> **Objetivo del ejercicio**: Copia sin ningún cambio todas las líneas de los registros que aparecen a continuación.

Entradas tomadas de una colección:
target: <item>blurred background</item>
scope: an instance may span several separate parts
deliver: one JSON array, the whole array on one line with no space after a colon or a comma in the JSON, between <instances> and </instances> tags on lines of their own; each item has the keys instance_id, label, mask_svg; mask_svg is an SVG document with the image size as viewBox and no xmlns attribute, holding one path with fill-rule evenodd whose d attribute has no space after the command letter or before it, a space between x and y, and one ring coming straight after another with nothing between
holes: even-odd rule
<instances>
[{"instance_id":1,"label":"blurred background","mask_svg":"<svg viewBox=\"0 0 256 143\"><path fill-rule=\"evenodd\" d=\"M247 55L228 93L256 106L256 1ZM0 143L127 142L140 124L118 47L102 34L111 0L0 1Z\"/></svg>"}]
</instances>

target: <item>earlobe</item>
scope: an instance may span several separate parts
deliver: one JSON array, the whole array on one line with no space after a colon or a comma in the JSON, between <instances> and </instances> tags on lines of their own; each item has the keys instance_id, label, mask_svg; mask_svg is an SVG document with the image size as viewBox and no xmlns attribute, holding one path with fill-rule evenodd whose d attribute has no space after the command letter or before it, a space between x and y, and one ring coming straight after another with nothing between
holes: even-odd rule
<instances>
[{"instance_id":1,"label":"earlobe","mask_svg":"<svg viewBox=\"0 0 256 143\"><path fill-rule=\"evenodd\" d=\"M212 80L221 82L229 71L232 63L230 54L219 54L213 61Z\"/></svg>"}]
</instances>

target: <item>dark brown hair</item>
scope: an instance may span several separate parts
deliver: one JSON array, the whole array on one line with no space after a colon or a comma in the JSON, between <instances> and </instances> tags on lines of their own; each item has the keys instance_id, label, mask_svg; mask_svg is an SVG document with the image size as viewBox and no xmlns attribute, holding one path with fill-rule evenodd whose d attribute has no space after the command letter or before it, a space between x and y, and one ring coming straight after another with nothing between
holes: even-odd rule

> **Resultado obtenido**:
target: <item>blurred background</item>
scope: an instance may span several separate parts
deliver: one JSON array, the whole array on one line with no space after a colon or a comma in the JSON, between <instances> and </instances> tags on lines of their own; each item has the keys instance_id, label, mask_svg; mask_svg is an SVG document with the image size as viewBox and no xmlns attribute, holding one path with fill-rule evenodd whose d attribute has no space after the command letter or before it, a space between x and y, and one ring coming straight after another with nothing between
holes: even-odd rule
<instances>
[{"instance_id":1,"label":"blurred background","mask_svg":"<svg viewBox=\"0 0 256 143\"><path fill-rule=\"evenodd\" d=\"M247 55L228 93L256 106L256 1ZM0 143L127 142L140 124L118 47L102 34L111 0L0 1Z\"/></svg>"}]
</instances>

target: <item>earlobe</item>
scope: an instance may span several separate parts
deliver: one JSON array, the whole array on one line with no space after a colon or a comma in the JSON, between <instances> and </instances> tags on lines of their own; each item has the keys instance_id, label, mask_svg; mask_svg is an SVG document with the image size as viewBox and no xmlns attribute, holding one path with fill-rule evenodd whose d attribute has no space after the command letter or before it, a space between x and y, and one ring coming straight after another with nothing between
holes: even-odd rule
<instances>
[{"instance_id":1,"label":"earlobe","mask_svg":"<svg viewBox=\"0 0 256 143\"><path fill-rule=\"evenodd\" d=\"M212 80L221 82L229 71L232 63L230 54L219 54L213 61Z\"/></svg>"}]
</instances>

target: <item>dark brown hair</item>
scope: an instance may span several separate parts
deliver: one JSON array, the whole array on one line with no space after a colon or a comma in the JSON, between <instances> and </instances> tags on lines of their own; each item has the keys instance_id, label, mask_svg; mask_svg is an SVG document with the image size as viewBox and no xmlns attribute, holding one path with fill-rule evenodd whose d attribute has no space after the command letter or before it, a space between x and y, and one ring coming straight after another with nothing between
holes: even-odd rule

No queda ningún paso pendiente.